--- PROVIDED DATA ---

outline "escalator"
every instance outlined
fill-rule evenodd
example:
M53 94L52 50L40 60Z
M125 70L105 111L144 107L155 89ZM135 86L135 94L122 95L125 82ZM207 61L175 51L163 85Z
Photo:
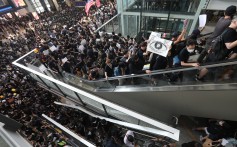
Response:
M173 115L236 121L236 63L233 61L203 66L202 68L212 69L205 82L195 81L195 74L198 72L196 68L187 68L154 73L154 76L159 77L156 84L153 77L148 75L116 77L117 79L109 81L88 81L86 84L94 87L90 87L90 91L93 89L95 95L146 116L158 120L163 118L161 121L165 122L170 120L170 117L165 116ZM231 77L225 77L228 70L233 72ZM167 81L167 74L180 72L183 74L182 82ZM69 79L68 83L79 85L74 78L66 77ZM119 85L121 80L124 81L123 85Z
M78 101L91 104L93 100L106 107L112 103L166 124L172 123L173 116L180 115L237 121L237 61L199 67L211 69L205 82L195 81L195 74L199 70L196 67L88 81L65 72L60 77L37 62L26 63L34 57L32 52L13 64L30 72L34 79L48 88L59 90L77 100L77 95L80 95ZM231 72L230 77L226 76L228 72ZM182 73L183 78L179 77L173 83L167 81L167 76L177 73ZM72 94L75 91L76 96ZM88 93L90 96L85 96ZM93 106L98 108L97 104Z

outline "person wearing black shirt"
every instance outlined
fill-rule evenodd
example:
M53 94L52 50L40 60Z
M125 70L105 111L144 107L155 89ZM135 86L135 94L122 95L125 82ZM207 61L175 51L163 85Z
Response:
M237 17L235 16L226 32L223 34L223 41L225 46L223 49L225 50L225 57L229 59L237 58ZM232 53L232 54L231 54ZM203 77L208 73L207 68L203 68L199 75L197 75L196 80L202 80Z
M225 43L227 51L227 56L229 59L235 59L237 57L237 16L235 16L229 26L227 28L226 33L223 35L223 40ZM233 52L231 54L231 52Z
M199 66L198 63L188 63L190 53L194 52L195 46L196 46L196 41L195 40L190 39L190 40L187 41L186 48L181 50L181 52L178 55L181 66L194 66L194 67Z
M130 74L142 74L142 73L150 74L151 73L150 70L146 70L146 71L142 70L145 62L144 60L139 58L138 55L134 55L131 59L129 59L128 63L129 63L128 67L129 67Z
M108 79L108 77L114 76L114 66L111 63L111 59L106 59L106 65L105 65L105 78Z

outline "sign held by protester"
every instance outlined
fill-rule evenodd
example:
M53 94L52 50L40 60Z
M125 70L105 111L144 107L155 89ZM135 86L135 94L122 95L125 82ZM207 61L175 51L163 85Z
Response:
M205 27L206 23L207 23L207 15L206 14L199 15L199 28Z
M170 50L171 44L172 41L156 36L152 38L152 40L149 40L147 51L166 57L168 51Z
M151 32L151 35L150 35L150 37L149 37L149 40L153 40L155 37L161 38L161 33Z
M40 70L41 72L44 72L44 71L47 70L47 68L46 68L44 65L40 65L39 70Z

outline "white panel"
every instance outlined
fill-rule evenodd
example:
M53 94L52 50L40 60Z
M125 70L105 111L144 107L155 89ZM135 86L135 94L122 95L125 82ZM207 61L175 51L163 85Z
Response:
M236 0L210 0L208 10L225 10L230 5L236 6Z

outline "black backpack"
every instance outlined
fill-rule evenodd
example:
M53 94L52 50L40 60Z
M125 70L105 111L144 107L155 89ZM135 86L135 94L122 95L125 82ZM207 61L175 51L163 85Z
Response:
M216 37L211 42L210 52L208 58L212 62L224 60L226 57L226 46L223 40L224 34L228 32L226 29L220 36Z

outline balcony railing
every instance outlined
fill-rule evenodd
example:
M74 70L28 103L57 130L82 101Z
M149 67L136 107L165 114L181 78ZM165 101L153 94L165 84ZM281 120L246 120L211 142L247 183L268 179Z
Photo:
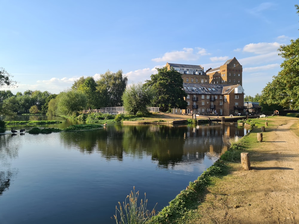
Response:
M192 98L193 101L198 101L198 97L194 97Z

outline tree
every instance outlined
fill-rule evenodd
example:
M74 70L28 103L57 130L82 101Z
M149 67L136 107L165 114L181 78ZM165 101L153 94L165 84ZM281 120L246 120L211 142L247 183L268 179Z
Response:
M3 68L0 67L0 88L15 86L17 82L10 79L10 77L13 77L7 72Z
M127 87L122 99L126 110L129 113L136 115L138 111L144 114L148 112L147 107L152 97L150 89L139 83Z
M121 97L128 82L128 78L123 76L123 71L115 73L109 70L101 75L97 82L98 92L104 107L118 107L122 105Z
M151 76L151 80L147 80L144 84L153 91L153 103L164 112L172 108L186 108L187 104L184 97L187 94L182 89L181 75L173 68L168 70L164 67L157 69L158 74Z
M295 5L299 14L299 6ZM269 105L277 104L286 108L299 108L299 39L278 49L279 55L285 59L282 70L273 76L262 92L260 102Z
M86 106L86 97L80 91L69 90L59 94L57 111L58 115L77 116Z

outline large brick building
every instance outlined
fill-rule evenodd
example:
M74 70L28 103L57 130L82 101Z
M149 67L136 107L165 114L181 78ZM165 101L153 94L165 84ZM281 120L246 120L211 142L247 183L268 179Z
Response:
M189 114L192 112L228 116L244 113L242 66L235 58L205 72L200 65L167 62L166 66L182 74L184 89L187 94L185 99L187 108L173 108L173 113Z

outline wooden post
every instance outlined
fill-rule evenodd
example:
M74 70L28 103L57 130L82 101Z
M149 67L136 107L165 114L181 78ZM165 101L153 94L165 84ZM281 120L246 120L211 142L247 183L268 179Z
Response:
M245 170L250 170L251 169L248 153L241 153L241 163L243 168Z
M257 133L257 141L260 142L263 142L263 133Z

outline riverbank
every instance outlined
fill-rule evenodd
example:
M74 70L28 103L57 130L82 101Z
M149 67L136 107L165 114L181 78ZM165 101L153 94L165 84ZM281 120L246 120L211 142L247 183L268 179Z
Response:
M257 133L266 119L269 126L263 141L258 142ZM171 223L169 218L173 214L166 212L154 223L298 223L299 119L279 116L258 120L260 124L244 137L244 152L249 153L251 170L243 170L239 161L226 162L228 174L210 178L207 187L193 196L193 208L181 206L179 215Z

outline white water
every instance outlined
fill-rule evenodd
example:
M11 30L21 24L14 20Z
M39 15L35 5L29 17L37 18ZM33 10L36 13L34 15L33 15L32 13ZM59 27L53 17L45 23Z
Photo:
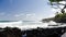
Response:
M4 28L4 27L19 27L22 30L23 29L31 29L31 28L37 28L37 27L53 27L53 26L48 26L48 25L57 25L57 23L55 22L50 22L50 23L41 23L41 22L22 22L22 21L18 21L18 22L8 22L8 23L0 23L0 27ZM56 27L56 26L55 26ZM61 26L58 26L61 27Z

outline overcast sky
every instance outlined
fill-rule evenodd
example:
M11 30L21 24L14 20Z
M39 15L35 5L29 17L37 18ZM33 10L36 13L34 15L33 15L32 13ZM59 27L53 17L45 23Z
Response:
M48 0L0 0L0 20L40 21L54 16Z

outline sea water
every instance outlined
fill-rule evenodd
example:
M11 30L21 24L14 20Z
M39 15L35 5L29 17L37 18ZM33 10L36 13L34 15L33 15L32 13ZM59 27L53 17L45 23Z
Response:
M46 28L48 25L57 25L55 22L51 21L50 23L42 23L38 21L0 21L0 27L18 27L23 29L32 29L37 27ZM53 26L50 26L53 27ZM48 27L48 28L50 28Z

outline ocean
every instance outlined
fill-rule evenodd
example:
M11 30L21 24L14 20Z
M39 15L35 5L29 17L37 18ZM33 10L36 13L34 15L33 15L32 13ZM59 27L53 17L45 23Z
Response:
M54 26L48 26L48 25L54 25ZM42 23L38 21L0 21L0 27L4 28L4 27L18 27L22 30L25 29L32 29L32 28L51 28L51 27L61 27L57 26L57 24L53 21L48 22L48 23ZM65 25L63 25L65 26Z

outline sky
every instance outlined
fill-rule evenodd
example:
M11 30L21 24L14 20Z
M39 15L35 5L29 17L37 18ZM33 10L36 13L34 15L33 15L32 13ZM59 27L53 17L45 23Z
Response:
M48 0L0 0L0 21L41 21L54 16Z

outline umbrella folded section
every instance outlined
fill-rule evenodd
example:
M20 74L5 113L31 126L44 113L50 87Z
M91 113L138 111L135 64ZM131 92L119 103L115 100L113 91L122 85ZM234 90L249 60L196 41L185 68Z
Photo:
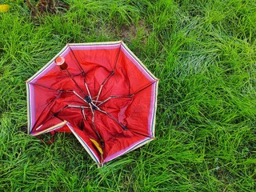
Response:
M122 42L68 44L26 82L28 133L72 132L102 164L154 139L158 83Z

--- EXERCISE TASK ---
Copy out the listing again, starting with its first line and going on through the line that contains "M78 101L91 104L93", with both of those lines included. Leave the pictures out of your answer.

--- RESPONSE TO THE TASK ---
outline "escalator"
every instance outlined
fill-rule evenodd
example:
M53 94L52 50L40 60Z
M125 70L105 111L144 107L155 89ZM135 86L135 94L122 95L125 82ZM207 61L175 51L163 85Z
Photo:
Response:
M173 115L236 121L236 63L233 61L203 66L202 68L212 69L205 82L195 81L195 74L198 72L196 68L187 68L154 73L154 76L159 77L156 84L153 77L148 75L116 77L117 79L109 81L88 81L86 84L94 87L90 87L90 91L93 89L95 95L146 116L158 120L163 118L161 121L165 122L170 120L170 117L165 116ZM231 77L225 77L228 70L233 72ZM167 81L167 74L180 72L183 74L182 82ZM69 79L68 83L79 85L74 78L66 77ZM119 85L121 80L124 81L123 85Z
M78 101L91 104L93 100L106 107L112 103L166 124L172 123L173 116L180 115L237 121L237 61L199 67L211 69L205 82L195 81L195 74L199 70L196 67L88 81L65 72L60 77L37 62L26 63L34 57L32 52L13 64L30 72L34 79L48 88L59 90L77 100L77 95L80 95ZM231 72L230 77L226 76L228 72ZM182 73L183 78L179 77L173 83L167 81L167 76L177 73ZM72 94L75 91L76 96ZM88 93L90 96L85 96ZM93 106L98 108L97 104Z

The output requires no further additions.